◆ THE TASK: Copy out every line of the material below without changing a word.

***

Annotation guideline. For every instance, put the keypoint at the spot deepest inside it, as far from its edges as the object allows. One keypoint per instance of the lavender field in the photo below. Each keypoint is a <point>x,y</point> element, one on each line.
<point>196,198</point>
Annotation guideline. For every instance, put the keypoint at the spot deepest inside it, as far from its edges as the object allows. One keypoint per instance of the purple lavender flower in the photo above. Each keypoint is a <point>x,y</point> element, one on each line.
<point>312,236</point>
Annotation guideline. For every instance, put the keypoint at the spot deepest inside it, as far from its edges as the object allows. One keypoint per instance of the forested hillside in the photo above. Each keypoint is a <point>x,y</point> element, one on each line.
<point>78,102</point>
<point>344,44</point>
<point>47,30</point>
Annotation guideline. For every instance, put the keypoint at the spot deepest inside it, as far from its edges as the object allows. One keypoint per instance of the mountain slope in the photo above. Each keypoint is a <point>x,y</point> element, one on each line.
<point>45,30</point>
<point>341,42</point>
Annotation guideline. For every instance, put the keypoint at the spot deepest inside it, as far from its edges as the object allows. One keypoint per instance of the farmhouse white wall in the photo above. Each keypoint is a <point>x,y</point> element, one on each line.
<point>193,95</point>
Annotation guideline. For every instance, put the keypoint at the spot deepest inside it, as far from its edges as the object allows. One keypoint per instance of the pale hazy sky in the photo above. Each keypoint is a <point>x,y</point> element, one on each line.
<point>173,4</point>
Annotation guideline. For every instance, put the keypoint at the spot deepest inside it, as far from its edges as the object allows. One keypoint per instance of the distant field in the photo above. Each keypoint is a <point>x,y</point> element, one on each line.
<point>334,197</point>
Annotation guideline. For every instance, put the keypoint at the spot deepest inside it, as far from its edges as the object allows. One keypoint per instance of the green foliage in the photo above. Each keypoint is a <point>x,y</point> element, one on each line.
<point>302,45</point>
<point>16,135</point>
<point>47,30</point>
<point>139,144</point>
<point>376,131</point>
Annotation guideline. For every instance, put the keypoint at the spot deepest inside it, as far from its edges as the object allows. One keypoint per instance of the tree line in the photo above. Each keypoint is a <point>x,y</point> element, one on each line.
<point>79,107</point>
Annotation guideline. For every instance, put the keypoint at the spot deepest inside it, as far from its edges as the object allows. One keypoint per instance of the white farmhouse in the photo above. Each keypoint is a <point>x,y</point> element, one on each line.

***

◆ THE OUTPUT:
Annotation guideline. For every instance, put the keypoint at the spot deepest inside it, as far from its edges as the object allows. One keypoint per instance of the lavender field in the photo below. Each keypoint is a <point>x,y</point> element, one on each line.
<point>196,198</point>
Annotation guideline. For every instance, put the keypoint at the spot deepest inside it, as far from its edges as the object allows. One keypoint per instance of the purple lavender flower in the photo above. Each keypoint is a <point>x,y</point> element, one on each line.
<point>312,236</point>
Annotation guideline. For every instance, put the keypoint at the spot deepest inside it, as far from its edges as the object allows. One keypoint per instance of the forested hillside in the photo above. Each keypoint is a <point>x,y</point> element, one on each line.
<point>78,102</point>
<point>344,44</point>
<point>47,30</point>
Annotation guideline. For every instance, put the keypoint at the spot deepest inside it, as far from its edges as the object allows. One keypoint per instance of the mountain slope in the photo above. Each keypoint is a <point>x,y</point> element, one on each line.
<point>45,30</point>
<point>341,42</point>
Annotation guideline. For every instance, put the keypoint at the spot deepest inside it, as far from its edges as the object allows. One keypoint per instance of the farmhouse white wall in the photo above. Each keypoint is a <point>x,y</point> element, one on each line.
<point>193,95</point>
Annotation guideline. For every instance, put the keypoint at the spot deepest inside it, as far from its edges as the object allows. One keypoint per instance of the pale hazy sky in the photo above. Each keypoint is a <point>x,y</point> element, one on each line.
<point>173,4</point>
Annotation guideline. For every instance, put the keypoint at the spot deepest inside it, as far from its edges as the object allows. One keypoint per instance of the distant field in the photo above. Each keypoint is a <point>x,y</point> element, one on each line.
<point>334,197</point>
Annotation guideline. For every instance, put the keypoint at the spot deepest inside it, as far from its edges as the object allows. One keypoint per instance of the green foliage in the photo above. Each keypoint is a <point>x,y</point> element, one on each line.
<point>302,45</point>
<point>16,135</point>
<point>47,30</point>
<point>139,144</point>
<point>376,131</point>
Annotation guideline. For every instance, put the keypoint at the spot deepest inside it, as far from its edges as the object allows. One keypoint per instance of the tree line in the photo above. Each keypoint is a <point>x,y</point> element, one on each line.
<point>79,107</point>
Annotation guideline. For every instance, put the keypoint at the spot deepest inside it, as far from its edges as the object allows. One keypoint per instance of the white farmhouse in the photo above. Each keypoint is a <point>x,y</point> element, one on each line.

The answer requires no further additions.